STATED EXERCISE: Repeat the whole listing exactly as written.

# RECORDS FOR PROCESSING start

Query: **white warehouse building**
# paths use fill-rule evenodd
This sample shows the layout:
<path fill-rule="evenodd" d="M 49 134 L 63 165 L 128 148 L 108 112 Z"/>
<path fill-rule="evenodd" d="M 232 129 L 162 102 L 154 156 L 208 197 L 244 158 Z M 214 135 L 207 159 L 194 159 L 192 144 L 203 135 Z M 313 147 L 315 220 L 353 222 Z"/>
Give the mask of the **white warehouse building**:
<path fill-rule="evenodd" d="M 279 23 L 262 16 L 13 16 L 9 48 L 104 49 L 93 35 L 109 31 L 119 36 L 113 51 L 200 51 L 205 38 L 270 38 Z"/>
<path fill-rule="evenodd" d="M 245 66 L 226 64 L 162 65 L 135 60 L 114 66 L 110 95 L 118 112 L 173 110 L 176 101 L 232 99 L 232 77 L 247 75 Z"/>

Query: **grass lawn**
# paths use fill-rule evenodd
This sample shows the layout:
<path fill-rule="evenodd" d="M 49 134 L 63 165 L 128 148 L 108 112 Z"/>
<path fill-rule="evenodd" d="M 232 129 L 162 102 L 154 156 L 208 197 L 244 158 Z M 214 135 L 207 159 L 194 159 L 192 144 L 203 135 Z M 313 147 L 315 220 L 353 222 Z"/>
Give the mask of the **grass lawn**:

# RECORDS FOR PROCESSING end

WRITTEN REPLY:
Query: **white warehouse building**
# paths use fill-rule evenodd
This sample shows the layout:
<path fill-rule="evenodd" d="M 49 134 L 63 165 L 128 148 L 108 112 Z"/>
<path fill-rule="evenodd" d="M 232 129 L 162 102 L 154 156 L 208 197 L 244 158 Z M 214 135 L 207 159 L 194 159 L 192 144 L 203 135 Z M 313 147 L 315 220 L 353 222 Z"/>
Give the mask of the **white warehouse building**:
<path fill-rule="evenodd" d="M 279 23 L 262 16 L 13 16 L 9 48 L 104 49 L 93 35 L 109 31 L 119 36 L 113 51 L 200 51 L 205 38 L 270 38 Z"/>
<path fill-rule="evenodd" d="M 245 66 L 226 64 L 162 65 L 135 60 L 114 66 L 110 95 L 118 112 L 173 110 L 176 101 L 232 99 L 232 77 L 247 75 Z"/>

Query: **grass lawn**
# paths use fill-rule evenodd
This sample shows the layout:
<path fill-rule="evenodd" d="M 49 134 L 63 165 L 128 148 L 108 112 Z"/>
<path fill-rule="evenodd" d="M 232 129 L 162 102 L 154 156 L 208 197 L 244 158 Z M 214 135 L 207 159 L 194 159 L 192 144 L 203 135 Z M 313 147 L 315 220 L 353 222 Z"/>
Give the mask of the **grass lawn**:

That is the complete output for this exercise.